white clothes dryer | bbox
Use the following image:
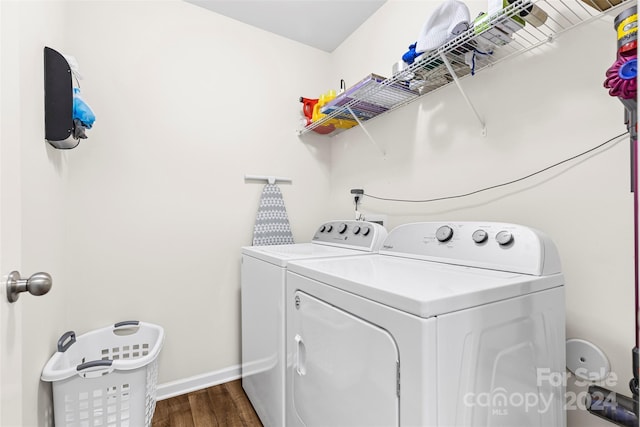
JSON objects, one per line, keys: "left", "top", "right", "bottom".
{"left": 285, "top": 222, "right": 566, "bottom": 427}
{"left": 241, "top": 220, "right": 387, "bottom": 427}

==

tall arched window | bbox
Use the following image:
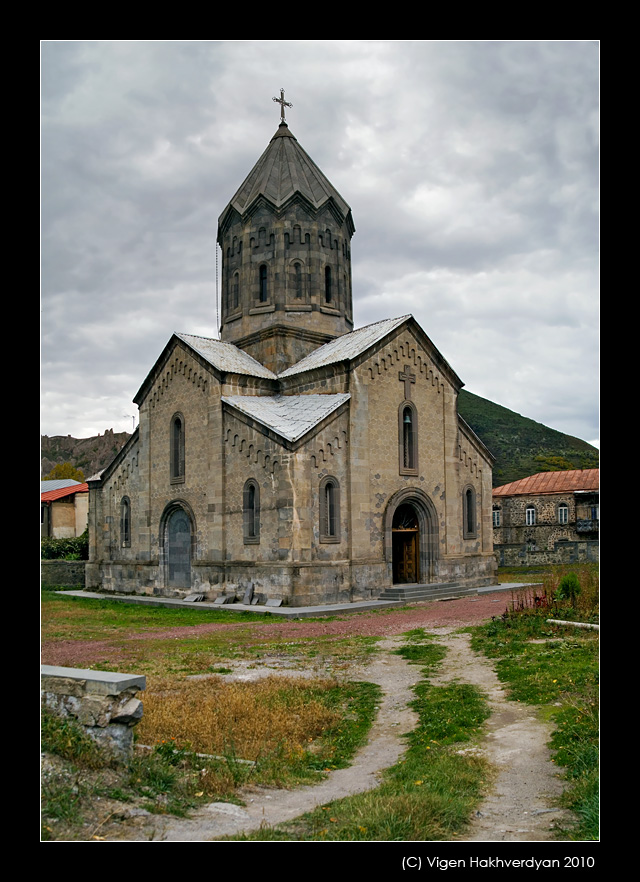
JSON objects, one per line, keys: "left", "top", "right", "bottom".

==

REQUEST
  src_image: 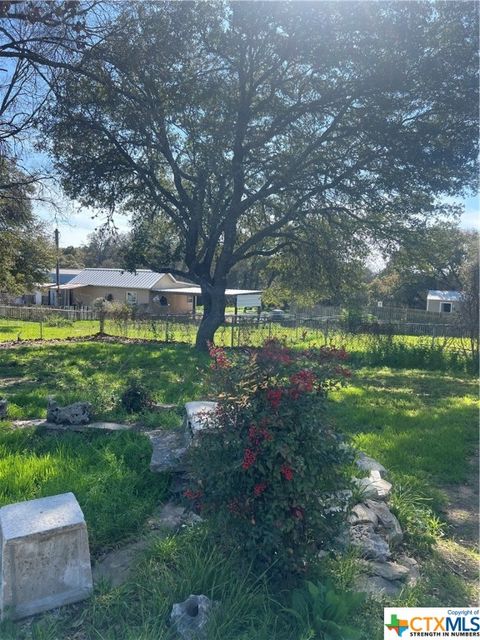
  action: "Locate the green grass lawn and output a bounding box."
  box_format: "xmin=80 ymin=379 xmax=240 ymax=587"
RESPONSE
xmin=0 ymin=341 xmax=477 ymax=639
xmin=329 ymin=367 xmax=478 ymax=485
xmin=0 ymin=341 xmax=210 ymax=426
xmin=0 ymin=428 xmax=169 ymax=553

### What the task requires
Tally the lines above that contain the word "bbox", and reply with only the number.

### Solution to the exercise
2